WHAT IS NEEDED:
Beginning with the line where "Task: point out the modern" appears, repeat every remaining line of the entries exactly, the last line included.

ENTRIES:
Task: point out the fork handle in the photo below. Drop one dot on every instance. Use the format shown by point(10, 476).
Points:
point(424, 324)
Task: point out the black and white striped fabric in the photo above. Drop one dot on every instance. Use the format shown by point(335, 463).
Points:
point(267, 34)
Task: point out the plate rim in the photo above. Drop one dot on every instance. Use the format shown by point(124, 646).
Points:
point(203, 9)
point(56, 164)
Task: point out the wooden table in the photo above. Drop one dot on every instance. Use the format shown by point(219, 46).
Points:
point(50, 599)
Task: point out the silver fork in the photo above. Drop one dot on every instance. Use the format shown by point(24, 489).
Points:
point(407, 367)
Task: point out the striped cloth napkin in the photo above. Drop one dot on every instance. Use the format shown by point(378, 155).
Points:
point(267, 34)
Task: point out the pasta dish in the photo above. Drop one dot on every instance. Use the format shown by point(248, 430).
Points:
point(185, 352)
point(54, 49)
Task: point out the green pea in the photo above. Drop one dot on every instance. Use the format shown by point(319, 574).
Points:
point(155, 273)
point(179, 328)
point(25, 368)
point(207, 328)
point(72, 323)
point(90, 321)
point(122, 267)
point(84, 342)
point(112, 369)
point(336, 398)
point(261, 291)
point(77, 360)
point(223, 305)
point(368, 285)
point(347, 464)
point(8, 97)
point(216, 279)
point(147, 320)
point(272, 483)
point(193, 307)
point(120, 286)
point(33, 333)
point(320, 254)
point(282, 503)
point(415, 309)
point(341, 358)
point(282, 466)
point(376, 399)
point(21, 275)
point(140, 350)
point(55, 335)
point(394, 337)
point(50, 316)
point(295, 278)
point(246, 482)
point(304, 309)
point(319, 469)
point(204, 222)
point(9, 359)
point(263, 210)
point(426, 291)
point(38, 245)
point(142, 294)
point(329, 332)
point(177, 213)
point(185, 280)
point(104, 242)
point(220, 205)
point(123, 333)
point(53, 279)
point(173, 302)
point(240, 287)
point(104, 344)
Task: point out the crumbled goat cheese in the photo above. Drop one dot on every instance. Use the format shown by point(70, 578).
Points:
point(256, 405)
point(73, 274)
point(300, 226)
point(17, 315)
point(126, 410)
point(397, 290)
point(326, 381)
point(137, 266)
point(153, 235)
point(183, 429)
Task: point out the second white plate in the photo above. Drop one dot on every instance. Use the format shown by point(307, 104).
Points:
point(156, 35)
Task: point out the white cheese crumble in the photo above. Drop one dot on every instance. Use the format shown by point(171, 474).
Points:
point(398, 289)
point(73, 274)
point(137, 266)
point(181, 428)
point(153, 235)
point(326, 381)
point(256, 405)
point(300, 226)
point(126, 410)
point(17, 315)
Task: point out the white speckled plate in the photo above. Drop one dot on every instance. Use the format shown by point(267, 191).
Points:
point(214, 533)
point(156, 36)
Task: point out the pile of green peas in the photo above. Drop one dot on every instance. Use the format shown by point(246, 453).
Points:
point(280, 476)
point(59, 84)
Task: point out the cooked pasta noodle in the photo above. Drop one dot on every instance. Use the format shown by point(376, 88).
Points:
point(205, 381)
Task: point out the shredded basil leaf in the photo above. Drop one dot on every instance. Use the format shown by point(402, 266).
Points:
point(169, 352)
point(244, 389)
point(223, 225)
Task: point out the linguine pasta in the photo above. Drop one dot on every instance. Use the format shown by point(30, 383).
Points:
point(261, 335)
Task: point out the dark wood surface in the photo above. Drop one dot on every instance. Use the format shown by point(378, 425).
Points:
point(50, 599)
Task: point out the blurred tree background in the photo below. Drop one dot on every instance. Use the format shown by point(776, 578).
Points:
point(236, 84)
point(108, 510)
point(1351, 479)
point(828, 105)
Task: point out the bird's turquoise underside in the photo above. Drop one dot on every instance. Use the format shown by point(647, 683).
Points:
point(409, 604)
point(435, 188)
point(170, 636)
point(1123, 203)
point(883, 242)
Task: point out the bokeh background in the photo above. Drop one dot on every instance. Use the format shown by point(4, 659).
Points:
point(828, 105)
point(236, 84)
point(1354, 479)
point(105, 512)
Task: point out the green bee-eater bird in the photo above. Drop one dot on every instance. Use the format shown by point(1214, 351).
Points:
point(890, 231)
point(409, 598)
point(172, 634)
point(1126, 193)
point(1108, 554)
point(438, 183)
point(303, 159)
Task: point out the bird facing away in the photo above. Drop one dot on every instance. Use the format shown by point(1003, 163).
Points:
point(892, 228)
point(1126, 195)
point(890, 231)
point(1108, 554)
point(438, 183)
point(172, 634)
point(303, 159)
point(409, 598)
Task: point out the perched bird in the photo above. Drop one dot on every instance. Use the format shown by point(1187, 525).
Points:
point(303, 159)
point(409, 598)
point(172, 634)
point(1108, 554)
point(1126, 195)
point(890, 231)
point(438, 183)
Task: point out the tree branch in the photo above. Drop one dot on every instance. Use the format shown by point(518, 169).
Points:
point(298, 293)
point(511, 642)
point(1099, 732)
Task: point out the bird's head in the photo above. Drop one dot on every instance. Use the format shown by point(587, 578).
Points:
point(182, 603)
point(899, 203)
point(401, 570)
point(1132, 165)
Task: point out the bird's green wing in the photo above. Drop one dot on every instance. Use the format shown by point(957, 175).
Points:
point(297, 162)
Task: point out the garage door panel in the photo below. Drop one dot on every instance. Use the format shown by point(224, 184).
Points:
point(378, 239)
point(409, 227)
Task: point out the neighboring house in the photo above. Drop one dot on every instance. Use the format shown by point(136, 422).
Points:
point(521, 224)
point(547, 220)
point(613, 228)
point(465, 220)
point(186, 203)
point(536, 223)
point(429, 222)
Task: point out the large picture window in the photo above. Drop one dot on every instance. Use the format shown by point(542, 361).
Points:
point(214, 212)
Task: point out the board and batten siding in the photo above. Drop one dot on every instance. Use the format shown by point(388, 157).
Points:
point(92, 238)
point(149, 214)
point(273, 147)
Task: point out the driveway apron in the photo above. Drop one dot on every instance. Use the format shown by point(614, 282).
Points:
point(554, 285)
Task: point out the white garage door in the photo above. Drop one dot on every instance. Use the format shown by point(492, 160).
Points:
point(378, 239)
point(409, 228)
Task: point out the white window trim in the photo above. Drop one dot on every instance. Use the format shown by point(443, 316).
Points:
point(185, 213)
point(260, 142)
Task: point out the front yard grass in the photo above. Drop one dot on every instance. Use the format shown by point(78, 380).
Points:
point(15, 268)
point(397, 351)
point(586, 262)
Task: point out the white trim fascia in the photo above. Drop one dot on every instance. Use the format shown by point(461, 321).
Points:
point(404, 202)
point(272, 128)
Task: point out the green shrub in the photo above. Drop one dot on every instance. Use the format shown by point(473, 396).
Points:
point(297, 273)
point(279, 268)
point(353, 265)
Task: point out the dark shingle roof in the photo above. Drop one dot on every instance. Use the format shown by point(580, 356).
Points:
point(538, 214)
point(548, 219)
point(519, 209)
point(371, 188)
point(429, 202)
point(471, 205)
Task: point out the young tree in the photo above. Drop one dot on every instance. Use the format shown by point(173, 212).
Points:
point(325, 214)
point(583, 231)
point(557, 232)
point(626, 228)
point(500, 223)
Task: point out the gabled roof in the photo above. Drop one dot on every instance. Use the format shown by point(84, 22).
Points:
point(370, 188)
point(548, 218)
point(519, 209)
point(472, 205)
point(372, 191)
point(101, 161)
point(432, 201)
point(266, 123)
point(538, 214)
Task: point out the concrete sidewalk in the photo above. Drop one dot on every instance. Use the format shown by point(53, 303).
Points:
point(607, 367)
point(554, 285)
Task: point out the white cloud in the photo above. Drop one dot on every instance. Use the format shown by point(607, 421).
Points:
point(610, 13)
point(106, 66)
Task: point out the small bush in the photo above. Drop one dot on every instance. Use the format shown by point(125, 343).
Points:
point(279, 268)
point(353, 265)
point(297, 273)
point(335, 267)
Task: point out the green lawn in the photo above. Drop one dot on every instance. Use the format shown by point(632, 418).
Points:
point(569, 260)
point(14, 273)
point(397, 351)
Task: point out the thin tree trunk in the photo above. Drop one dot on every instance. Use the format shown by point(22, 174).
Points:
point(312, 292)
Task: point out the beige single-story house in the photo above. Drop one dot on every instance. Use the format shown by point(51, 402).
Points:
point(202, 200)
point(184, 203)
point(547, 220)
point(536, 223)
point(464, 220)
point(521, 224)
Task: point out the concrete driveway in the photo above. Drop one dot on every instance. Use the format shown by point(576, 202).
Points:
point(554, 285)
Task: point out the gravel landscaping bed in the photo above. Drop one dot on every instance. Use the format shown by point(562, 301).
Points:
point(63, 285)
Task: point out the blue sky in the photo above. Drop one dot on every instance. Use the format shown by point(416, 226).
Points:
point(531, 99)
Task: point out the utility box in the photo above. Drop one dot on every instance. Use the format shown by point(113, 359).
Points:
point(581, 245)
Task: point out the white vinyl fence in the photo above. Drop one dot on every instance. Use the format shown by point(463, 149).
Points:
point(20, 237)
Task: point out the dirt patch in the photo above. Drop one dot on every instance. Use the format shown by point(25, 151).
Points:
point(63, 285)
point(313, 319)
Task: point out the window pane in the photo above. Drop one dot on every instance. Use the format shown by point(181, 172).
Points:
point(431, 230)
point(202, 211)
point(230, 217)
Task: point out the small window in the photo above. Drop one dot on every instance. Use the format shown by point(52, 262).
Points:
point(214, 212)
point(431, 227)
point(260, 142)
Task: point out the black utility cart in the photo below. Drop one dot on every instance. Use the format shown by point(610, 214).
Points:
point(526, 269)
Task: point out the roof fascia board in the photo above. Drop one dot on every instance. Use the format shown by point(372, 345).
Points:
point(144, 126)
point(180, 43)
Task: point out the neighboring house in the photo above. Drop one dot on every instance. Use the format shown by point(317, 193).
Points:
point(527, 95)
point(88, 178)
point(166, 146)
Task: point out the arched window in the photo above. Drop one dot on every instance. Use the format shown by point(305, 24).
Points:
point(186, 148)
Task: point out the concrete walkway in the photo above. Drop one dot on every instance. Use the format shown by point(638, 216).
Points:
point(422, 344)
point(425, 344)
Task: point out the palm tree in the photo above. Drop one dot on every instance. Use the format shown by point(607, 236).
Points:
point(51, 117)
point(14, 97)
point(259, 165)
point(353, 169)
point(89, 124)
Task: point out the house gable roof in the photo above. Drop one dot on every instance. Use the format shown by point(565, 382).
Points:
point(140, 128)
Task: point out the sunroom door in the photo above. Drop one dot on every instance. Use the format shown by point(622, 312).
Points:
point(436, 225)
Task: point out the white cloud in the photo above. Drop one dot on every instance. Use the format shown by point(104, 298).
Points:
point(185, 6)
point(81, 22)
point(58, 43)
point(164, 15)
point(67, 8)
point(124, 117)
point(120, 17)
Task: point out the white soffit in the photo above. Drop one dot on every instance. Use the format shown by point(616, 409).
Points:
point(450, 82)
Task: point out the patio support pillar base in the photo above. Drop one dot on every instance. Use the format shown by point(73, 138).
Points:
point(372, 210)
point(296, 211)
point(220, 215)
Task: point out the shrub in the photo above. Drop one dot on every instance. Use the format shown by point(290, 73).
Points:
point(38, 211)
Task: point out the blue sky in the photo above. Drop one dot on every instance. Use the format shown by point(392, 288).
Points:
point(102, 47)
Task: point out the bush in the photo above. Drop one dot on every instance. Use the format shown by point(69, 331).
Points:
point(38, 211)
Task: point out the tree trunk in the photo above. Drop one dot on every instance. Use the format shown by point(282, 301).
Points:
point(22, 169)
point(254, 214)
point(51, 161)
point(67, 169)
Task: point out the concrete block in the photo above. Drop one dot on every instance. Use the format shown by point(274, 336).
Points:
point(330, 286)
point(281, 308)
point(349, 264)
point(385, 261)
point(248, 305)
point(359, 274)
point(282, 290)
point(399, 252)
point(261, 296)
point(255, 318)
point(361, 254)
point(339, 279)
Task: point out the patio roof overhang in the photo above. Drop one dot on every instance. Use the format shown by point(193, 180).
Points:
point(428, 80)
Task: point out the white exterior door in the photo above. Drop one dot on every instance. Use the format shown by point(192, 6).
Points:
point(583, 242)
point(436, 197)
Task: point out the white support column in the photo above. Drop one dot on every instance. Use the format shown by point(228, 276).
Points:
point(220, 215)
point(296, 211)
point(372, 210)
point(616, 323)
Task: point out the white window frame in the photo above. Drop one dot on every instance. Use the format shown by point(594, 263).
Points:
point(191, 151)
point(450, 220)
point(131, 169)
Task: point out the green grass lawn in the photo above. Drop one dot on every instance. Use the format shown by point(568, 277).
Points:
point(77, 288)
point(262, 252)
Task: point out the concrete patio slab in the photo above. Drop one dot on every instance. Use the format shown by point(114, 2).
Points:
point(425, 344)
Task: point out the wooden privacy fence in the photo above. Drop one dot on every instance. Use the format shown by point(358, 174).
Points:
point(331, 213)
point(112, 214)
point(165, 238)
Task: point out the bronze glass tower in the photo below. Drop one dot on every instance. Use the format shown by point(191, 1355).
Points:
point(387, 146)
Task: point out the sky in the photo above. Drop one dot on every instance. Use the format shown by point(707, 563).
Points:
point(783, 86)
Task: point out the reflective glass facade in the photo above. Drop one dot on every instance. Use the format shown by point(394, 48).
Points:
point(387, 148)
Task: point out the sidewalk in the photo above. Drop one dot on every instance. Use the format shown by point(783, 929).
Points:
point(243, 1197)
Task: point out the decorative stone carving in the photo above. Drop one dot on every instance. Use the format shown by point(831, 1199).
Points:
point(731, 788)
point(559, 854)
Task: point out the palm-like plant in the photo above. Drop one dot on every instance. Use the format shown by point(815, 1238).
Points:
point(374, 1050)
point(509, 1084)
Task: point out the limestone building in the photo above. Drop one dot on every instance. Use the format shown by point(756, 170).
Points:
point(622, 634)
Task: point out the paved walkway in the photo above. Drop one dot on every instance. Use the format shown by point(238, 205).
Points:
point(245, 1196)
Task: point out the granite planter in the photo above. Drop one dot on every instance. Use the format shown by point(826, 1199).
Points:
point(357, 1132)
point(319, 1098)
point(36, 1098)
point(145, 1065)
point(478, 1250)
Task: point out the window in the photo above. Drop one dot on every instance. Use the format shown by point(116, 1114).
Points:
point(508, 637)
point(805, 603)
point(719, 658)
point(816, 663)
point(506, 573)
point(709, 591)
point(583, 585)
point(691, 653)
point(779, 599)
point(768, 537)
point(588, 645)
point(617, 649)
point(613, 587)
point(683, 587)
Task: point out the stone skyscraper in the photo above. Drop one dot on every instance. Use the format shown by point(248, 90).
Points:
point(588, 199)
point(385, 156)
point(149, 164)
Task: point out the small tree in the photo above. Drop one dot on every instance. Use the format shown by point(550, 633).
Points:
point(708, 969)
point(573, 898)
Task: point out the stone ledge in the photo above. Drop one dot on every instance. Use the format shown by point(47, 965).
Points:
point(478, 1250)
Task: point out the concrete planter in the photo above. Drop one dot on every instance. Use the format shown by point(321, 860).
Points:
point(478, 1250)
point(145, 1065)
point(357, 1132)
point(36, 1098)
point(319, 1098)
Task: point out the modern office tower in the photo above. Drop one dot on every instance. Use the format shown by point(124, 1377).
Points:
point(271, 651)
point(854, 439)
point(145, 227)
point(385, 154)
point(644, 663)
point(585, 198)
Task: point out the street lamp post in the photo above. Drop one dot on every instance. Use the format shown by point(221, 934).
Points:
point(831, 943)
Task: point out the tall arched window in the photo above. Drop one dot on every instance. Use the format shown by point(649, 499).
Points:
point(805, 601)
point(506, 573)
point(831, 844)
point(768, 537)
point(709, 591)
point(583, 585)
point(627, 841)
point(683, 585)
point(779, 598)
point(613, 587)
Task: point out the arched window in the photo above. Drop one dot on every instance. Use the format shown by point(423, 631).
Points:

ANSWER TO THIS TASK:
Task: point out the modern office tower in the photo above. Drop one dot on every instance. Use the format shown by point(124, 1377).
Points:
point(271, 651)
point(854, 439)
point(145, 227)
point(385, 154)
point(644, 663)
point(585, 198)
Task: point out the street lamp post in the photo above. Drop one dot on every instance. Use the format shown by point(221, 934).
Points:
point(831, 943)
Task: point out the tall arched window in the photo above. Drop one dot on every instance. Use the format shown by point(649, 499).
Points:
point(805, 601)
point(506, 573)
point(831, 844)
point(768, 537)
point(709, 591)
point(583, 585)
point(627, 841)
point(683, 585)
point(779, 598)
point(613, 587)
Task: point out the arched window in the photo above. Drop one dot on every instance. Use the format shown by point(423, 631).
Points:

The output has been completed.